## Set problem
Please copy out each line of the material below that contains the word "handle".

## Rows
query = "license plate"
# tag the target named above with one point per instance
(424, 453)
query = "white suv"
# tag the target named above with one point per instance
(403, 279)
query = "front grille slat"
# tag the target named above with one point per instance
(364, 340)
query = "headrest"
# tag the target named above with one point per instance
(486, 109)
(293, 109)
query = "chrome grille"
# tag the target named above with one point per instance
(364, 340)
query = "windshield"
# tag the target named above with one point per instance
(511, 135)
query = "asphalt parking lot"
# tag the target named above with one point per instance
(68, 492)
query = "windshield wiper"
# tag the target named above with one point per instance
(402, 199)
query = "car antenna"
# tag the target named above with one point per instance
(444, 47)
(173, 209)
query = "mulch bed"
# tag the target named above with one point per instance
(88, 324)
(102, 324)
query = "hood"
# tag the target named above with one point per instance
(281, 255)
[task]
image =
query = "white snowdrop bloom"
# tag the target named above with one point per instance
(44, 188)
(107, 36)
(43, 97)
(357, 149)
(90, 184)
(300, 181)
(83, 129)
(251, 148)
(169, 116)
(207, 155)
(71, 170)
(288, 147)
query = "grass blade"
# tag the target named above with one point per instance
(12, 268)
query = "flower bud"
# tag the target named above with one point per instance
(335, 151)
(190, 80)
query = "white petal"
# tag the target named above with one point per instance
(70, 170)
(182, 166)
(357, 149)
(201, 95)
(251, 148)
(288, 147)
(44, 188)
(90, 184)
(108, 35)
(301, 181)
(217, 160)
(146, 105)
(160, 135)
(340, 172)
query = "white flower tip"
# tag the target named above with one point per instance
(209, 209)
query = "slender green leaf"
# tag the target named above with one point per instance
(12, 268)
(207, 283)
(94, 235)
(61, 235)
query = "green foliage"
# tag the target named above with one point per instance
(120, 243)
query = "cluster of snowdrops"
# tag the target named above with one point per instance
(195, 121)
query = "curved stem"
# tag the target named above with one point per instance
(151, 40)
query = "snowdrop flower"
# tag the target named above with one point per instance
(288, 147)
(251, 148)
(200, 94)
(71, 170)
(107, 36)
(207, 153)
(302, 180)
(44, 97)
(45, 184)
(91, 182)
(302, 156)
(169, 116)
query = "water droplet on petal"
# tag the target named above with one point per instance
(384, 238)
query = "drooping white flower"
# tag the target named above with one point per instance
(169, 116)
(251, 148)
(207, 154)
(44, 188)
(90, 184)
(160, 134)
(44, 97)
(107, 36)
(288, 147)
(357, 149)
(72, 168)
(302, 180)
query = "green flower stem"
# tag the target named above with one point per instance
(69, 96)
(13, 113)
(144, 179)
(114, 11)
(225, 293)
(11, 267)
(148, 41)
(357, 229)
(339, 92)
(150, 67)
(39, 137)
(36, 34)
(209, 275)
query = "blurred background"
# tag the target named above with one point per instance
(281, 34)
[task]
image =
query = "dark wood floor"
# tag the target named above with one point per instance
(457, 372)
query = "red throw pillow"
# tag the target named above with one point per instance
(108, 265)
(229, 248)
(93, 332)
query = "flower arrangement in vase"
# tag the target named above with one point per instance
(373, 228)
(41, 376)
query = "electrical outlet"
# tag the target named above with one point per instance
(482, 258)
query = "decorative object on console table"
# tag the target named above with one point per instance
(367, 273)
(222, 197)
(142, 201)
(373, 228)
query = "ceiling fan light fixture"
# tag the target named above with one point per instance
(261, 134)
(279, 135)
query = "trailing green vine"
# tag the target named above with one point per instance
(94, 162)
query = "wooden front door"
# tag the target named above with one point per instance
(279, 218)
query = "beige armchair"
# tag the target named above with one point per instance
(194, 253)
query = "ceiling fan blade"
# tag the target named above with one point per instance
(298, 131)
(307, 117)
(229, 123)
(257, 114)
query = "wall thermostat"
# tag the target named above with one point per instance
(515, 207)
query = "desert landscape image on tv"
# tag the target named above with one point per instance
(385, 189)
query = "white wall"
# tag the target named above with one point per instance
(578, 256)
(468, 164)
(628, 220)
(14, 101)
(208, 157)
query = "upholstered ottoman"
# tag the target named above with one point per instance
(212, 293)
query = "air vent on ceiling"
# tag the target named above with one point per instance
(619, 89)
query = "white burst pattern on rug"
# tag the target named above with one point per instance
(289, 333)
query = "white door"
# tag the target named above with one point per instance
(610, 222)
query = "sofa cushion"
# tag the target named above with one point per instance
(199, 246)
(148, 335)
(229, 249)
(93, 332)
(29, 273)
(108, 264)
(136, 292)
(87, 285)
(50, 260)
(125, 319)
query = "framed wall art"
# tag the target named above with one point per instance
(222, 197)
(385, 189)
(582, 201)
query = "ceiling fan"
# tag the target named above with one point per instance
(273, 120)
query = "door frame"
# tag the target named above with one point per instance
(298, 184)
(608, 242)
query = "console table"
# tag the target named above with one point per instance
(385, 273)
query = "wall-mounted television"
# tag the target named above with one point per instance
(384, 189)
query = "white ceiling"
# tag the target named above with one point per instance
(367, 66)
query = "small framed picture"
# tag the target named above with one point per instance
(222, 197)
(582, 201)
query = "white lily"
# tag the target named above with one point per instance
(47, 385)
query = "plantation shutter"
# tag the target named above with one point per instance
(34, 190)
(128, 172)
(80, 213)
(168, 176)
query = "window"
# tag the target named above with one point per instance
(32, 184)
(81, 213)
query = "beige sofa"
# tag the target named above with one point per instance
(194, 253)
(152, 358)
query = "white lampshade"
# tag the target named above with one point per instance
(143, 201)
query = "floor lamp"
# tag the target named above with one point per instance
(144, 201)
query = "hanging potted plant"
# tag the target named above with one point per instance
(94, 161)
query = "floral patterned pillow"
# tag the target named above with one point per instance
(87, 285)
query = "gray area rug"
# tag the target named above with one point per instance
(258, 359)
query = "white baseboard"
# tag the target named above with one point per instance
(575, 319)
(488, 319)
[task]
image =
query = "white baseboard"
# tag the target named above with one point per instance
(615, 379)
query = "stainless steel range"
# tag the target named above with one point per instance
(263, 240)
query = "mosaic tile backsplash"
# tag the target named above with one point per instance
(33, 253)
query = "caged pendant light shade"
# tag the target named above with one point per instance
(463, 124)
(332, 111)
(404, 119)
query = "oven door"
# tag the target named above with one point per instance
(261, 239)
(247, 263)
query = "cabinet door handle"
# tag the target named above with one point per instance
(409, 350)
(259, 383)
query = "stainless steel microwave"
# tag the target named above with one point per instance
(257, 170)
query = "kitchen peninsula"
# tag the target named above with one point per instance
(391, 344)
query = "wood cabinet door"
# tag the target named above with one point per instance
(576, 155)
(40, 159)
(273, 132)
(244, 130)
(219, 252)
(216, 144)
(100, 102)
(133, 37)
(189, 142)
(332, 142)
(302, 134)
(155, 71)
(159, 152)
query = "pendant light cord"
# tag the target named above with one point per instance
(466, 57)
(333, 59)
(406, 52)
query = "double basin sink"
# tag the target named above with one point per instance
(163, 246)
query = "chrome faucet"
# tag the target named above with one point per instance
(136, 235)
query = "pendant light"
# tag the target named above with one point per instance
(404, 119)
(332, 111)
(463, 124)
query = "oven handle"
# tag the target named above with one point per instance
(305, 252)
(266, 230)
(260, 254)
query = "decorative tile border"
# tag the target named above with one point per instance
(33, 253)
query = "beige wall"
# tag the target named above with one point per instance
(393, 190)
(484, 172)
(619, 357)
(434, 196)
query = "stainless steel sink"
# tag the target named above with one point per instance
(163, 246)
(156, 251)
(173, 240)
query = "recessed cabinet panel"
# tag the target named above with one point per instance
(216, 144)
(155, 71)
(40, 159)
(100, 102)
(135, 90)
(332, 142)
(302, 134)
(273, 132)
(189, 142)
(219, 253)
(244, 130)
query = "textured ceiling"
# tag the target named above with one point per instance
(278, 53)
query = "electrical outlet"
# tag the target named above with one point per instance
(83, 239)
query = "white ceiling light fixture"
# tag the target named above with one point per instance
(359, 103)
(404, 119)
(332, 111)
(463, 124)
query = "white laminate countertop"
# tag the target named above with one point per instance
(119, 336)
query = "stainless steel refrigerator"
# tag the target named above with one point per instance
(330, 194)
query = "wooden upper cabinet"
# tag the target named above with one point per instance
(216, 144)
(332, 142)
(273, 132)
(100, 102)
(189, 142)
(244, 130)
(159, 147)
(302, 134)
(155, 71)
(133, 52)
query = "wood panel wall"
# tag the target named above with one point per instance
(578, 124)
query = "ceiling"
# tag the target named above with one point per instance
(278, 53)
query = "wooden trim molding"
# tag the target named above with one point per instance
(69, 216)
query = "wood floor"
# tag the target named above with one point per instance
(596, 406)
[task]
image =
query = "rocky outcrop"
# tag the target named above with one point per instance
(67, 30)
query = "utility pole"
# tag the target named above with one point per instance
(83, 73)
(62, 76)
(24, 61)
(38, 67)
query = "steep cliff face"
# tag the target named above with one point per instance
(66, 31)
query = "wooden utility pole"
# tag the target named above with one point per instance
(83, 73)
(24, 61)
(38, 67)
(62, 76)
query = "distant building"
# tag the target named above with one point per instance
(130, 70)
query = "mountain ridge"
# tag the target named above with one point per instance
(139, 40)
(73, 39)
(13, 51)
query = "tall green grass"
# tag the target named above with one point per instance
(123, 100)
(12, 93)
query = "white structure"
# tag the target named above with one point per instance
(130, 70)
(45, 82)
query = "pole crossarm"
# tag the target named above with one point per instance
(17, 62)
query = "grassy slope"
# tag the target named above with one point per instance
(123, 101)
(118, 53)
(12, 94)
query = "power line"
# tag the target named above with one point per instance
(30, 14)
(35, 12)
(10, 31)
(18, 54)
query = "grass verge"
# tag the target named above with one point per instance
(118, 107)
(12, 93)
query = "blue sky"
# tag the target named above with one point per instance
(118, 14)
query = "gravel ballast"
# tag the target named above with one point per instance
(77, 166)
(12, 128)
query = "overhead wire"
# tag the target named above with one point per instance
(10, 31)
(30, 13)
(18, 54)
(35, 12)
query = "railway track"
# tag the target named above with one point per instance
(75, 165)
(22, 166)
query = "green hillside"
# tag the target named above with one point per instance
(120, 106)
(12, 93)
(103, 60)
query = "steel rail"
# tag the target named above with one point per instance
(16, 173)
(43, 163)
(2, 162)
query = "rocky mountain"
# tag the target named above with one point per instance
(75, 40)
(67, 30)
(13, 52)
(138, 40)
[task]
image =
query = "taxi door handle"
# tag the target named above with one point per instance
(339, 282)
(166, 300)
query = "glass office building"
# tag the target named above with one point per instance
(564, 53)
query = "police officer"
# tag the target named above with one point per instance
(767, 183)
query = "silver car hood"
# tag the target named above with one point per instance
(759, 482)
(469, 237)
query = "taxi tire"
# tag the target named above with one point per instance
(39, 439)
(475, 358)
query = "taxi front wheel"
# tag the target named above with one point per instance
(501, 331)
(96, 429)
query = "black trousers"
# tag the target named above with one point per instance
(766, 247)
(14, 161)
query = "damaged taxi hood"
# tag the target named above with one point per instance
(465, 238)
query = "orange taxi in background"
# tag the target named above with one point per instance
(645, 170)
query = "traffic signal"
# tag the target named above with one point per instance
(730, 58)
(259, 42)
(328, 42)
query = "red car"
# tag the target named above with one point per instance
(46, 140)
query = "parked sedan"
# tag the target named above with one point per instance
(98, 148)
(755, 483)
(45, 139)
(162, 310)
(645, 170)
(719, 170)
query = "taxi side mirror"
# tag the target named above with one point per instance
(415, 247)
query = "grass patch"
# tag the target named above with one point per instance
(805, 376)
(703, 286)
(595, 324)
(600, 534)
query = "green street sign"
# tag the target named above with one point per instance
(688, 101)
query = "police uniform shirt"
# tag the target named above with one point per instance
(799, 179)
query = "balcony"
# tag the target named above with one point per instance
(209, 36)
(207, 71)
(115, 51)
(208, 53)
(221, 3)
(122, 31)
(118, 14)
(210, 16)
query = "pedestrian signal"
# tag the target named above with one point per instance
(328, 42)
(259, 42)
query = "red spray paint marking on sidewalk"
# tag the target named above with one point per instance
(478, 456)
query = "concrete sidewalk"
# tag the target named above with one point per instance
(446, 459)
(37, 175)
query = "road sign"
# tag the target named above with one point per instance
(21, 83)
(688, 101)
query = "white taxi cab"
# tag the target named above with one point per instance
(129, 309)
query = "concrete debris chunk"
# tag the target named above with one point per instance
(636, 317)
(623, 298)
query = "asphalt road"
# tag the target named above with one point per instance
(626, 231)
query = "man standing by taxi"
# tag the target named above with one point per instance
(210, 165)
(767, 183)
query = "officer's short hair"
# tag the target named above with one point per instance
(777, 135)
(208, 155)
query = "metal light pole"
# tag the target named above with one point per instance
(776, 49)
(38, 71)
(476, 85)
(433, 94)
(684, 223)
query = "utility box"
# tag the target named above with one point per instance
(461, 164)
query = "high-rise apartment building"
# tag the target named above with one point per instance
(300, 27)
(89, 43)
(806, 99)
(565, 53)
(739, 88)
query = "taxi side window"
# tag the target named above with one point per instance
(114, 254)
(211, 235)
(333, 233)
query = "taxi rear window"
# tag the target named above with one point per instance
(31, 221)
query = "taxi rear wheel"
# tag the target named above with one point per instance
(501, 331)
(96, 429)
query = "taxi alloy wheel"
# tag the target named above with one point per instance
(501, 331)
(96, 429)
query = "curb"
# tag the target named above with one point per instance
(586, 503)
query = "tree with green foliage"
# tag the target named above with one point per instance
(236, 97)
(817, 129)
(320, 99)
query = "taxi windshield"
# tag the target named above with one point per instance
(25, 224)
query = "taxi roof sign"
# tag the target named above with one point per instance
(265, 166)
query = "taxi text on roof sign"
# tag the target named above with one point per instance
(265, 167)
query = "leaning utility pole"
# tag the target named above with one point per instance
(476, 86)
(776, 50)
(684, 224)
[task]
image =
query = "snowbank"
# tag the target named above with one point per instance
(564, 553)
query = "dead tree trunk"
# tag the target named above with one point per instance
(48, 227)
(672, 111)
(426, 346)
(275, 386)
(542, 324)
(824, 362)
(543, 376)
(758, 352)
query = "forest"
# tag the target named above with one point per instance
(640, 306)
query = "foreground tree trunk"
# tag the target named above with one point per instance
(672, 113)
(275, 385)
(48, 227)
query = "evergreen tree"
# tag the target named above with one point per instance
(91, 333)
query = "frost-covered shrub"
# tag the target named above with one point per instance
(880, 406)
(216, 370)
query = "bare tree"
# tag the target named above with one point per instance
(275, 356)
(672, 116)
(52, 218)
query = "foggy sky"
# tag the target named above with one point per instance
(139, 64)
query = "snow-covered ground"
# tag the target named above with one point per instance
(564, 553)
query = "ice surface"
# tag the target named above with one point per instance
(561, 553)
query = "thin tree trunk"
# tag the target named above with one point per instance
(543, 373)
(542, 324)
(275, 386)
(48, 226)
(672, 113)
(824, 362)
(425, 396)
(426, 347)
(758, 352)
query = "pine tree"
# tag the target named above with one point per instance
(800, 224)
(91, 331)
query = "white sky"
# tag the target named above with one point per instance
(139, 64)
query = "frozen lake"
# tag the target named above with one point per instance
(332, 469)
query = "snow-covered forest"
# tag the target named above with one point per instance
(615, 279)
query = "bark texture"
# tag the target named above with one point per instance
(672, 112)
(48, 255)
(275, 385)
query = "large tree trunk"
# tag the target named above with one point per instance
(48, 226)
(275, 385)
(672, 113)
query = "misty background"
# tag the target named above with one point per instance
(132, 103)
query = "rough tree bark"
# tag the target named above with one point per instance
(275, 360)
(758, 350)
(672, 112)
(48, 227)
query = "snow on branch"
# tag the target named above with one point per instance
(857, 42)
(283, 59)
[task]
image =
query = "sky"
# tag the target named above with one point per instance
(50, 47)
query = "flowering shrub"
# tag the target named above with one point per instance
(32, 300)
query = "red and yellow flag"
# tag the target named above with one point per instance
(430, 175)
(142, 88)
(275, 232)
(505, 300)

## Task solution
query = "cabinet door handle"
query = "oven handle"
query = "taxi door handle"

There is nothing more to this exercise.